Task item >>
An exact reproduction of the entries is needed. Keep all pictures out of it.

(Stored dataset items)
--------
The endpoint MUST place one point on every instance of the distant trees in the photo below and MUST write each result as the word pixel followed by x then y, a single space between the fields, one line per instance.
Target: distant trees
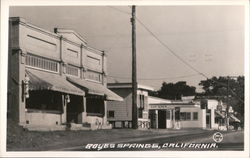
pixel 226 86
pixel 174 91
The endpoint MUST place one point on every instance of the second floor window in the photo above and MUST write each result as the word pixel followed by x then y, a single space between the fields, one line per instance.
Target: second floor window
pixel 72 70
pixel 41 63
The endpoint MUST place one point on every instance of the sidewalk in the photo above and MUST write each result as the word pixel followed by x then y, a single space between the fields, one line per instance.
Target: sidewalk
pixel 57 140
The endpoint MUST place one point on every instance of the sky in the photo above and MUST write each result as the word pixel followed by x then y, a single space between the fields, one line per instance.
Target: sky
pixel 209 38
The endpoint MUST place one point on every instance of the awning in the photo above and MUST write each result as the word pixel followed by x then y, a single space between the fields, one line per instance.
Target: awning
pixel 40 80
pixel 95 89
pixel 219 114
pixel 234 119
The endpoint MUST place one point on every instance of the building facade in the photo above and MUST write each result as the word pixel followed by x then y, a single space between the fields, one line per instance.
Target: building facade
pixel 55 80
pixel 120 113
pixel 158 113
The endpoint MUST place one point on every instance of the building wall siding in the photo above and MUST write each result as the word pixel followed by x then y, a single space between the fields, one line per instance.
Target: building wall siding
pixel 123 110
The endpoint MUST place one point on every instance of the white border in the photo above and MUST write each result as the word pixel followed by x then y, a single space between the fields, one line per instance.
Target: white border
pixel 3 78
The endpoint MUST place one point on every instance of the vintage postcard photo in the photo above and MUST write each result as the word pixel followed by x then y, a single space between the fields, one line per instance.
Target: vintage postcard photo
pixel 136 79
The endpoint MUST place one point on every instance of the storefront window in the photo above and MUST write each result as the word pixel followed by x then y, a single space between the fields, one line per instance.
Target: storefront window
pixel 195 115
pixel 95 106
pixel 185 116
pixel 44 100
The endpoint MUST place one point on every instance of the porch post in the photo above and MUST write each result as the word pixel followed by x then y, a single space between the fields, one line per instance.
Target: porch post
pixel 173 121
pixel 156 119
pixel 84 113
pixel 105 113
pixel 64 114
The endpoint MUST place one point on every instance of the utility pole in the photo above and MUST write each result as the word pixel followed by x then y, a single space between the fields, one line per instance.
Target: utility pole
pixel 227 109
pixel 134 77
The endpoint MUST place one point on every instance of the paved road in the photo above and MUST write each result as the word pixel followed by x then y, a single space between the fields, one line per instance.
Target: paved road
pixel 232 141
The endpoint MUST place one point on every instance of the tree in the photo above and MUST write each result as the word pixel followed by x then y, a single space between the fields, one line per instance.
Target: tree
pixel 175 90
pixel 227 86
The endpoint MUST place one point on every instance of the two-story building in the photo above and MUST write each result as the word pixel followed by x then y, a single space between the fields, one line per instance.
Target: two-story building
pixel 158 113
pixel 120 113
pixel 55 80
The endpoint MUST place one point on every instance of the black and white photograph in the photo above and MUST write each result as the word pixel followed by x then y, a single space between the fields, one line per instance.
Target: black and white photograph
pixel 128 79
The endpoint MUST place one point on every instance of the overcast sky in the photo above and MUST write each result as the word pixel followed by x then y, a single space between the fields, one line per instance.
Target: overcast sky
pixel 210 38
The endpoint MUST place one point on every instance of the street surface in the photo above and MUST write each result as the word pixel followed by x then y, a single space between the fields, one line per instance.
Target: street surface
pixel 232 141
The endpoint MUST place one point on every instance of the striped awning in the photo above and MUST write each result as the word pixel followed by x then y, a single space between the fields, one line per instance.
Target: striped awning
pixel 95 89
pixel 234 119
pixel 41 80
pixel 218 113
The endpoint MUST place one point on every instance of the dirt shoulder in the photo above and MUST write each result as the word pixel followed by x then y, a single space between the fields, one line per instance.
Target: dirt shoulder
pixel 19 139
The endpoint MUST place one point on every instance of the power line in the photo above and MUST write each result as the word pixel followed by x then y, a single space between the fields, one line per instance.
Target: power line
pixel 119 10
pixel 172 52
pixel 163 78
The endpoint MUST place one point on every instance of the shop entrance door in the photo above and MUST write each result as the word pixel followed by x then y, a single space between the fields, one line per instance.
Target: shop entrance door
pixel 74 109
pixel 162 119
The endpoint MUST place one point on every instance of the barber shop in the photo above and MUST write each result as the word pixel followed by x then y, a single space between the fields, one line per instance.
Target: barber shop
pixel 55 80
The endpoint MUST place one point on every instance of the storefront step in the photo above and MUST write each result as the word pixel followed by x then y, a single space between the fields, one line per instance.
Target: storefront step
pixel 45 128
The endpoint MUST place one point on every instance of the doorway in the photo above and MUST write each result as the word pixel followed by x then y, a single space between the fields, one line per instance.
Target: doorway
pixel 208 118
pixel 162 119
pixel 74 109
--------
Solution to the exercise >>
The endpoint MUST place one point on every instance of the distant trees in the photo below and MUST write each result as the word pixel followed by x then y, a single space between the fields, one line per instance.
Target: distant trees
pixel 226 86
pixel 174 91
The endpoint MUST place one point on every instance of the second floor window in the photo above and MUST write each result as the word pixel followed by x then y, a single space between the fields, one line per instance.
Target: second floor window
pixel 72 70
pixel 41 63
The endpoint MUST place one point on every instance of the sidewalk in the photo above and MUST write each result as the word pixel followed by x then y, a single space between the fields, one line per instance.
Target: sidewalk
pixel 57 140
The endpoint MUST place one point on every instance of the sky in the photo above and MUST write each result as the word pixel followed by x then y, a single space between the fields, one line per instance.
Target: sky
pixel 209 38
The endpoint MUST place one point on every instance of the awning in the photo above and MUST write each result as the word pixel followed by x then y, a single space between the fields, one line per instance.
Target: awning
pixel 40 80
pixel 95 89
pixel 219 114
pixel 234 119
The endpoint MUST place one point on every instance of the building facade in the photo above and MUST write each result as the word pixel followed by x then y, a single space between the fields, one line per instance.
Target: building facade
pixel 55 80
pixel 120 113
pixel 158 113
The endpoint MUST place one point on every instance of the building wall siding in the photo above and MUST write each result as the word pixel followed by x then y, a single space between the fields, one line per instance.
Target: building wall siding
pixel 123 110
The endpoint MUST place one point on every instance of the white border in the photo above and MUST write each result as the word pixel followed by x then y, a single space between the fields, one line per instance.
Target: white border
pixel 3 78
The endpoint MUST place one point on every instance of the vintage postcard photo in the photo above and MUST write each result as the word pixel followed by x then y, a single space between the fields, one line per instance.
Target: vintage postcard photo
pixel 136 79
The endpoint MUST place one point on every instance of the storefront window in the photo above and MUST write each result as the word pixel followed by x then y, a single space between the fields, one line per instance.
Target: storefront window
pixel 195 115
pixel 95 106
pixel 185 116
pixel 44 100
The endpoint MUST place one point on every instance of the porch post in the photo above and MUST write each result as the word pixel followed by x then y, a single space between the fields, one line per instance.
Target: porch post
pixel 173 121
pixel 156 119
pixel 84 113
pixel 105 113
pixel 64 114
The endpoint MUST place one point on every instance of the utility pole in the photo above and MUST write each result as the word pixel followed by x then y, a single space between the fields, one line per instance.
Target: utility pole
pixel 227 109
pixel 134 77
The endpoint MUST place one point on every instance of the paved road in the photo above and MUST write each result as the word pixel followed by x then y, a single space between the fields, one line per instance.
Target: paved road
pixel 232 141
The endpoint MUST place one point on every instance of the tree in the photo above and MUST write each result as the word pixel followed by x then y, a single space between the fields, one line per instance.
Target: tree
pixel 175 90
pixel 227 86
The endpoint MUST place one point on every instance of the two-story building in the photo above and MUST write each result as the word pixel followed by x then y, a single space between the fields, one line per instance.
Target: two-story building
pixel 158 113
pixel 120 113
pixel 55 80
The endpoint MUST place one point on every instance of the black and white photograph in the photo above and MUST write each result as the word pixel followed by x then y, a single space between the fields, one line per instance.
Target: black and white photograph
pixel 128 79
The endpoint MUST place one point on every instance of the overcast sky in the photo above and MUST write each result as the word pixel followed by x then y, a single space between the fields, one line per instance.
Target: overcast sky
pixel 210 38
The endpoint MUST place one point on every instance of the street surface in the photo above and MUST write each result as the word pixel followed by x then y, a single space between the fields, one line per instance.
Target: street surface
pixel 232 141
The endpoint MUST place one point on every instance of the striped awning in the photo above and MUST write each result as the word pixel followed by x then y, a single space between the fields, one line per instance.
Target: striped awning
pixel 95 89
pixel 234 119
pixel 41 80
pixel 218 113
The endpoint MUST place one point on every instance of the dirt shoulder in the photo above and MUST write each result as the word pixel followed by x then y, a single space between the fields, one line per instance.
Target: dirt shoulder
pixel 19 139
The endpoint MUST place one point on every instance of the power line in the photo above and MUST write each result as the word pixel followed by x then y, a single space between the fields, one line per instance.
Target: power line
pixel 119 10
pixel 172 52
pixel 163 78
The endpoint MUST place one point on every instance of the shop entrance door in the photo above and MUST write each result as the word pixel followed by x then y, a single space between the fields, one line per instance.
Target: shop entrance door
pixel 74 109
pixel 162 119
The endpoint MUST place one point on every instance of the barber shop in the photo above and MUST write each result as the word pixel followed by x then y, a single space between the fields, one line per instance.
Target: barber shop
pixel 55 80
The endpoint MUST place one point on every instance of the storefront step in the photo above and MUST write each result as the word pixel followed by x then y, a single space between the fields, one line per instance.
Target: storefront step
pixel 45 128
The endpoint MUST place one point on every instance of the doorway in the photo above and MUST write each result as the word pixel followed by x then y, a single space between the fields, one line per instance.
Target: doorway
pixel 208 118
pixel 162 119
pixel 74 109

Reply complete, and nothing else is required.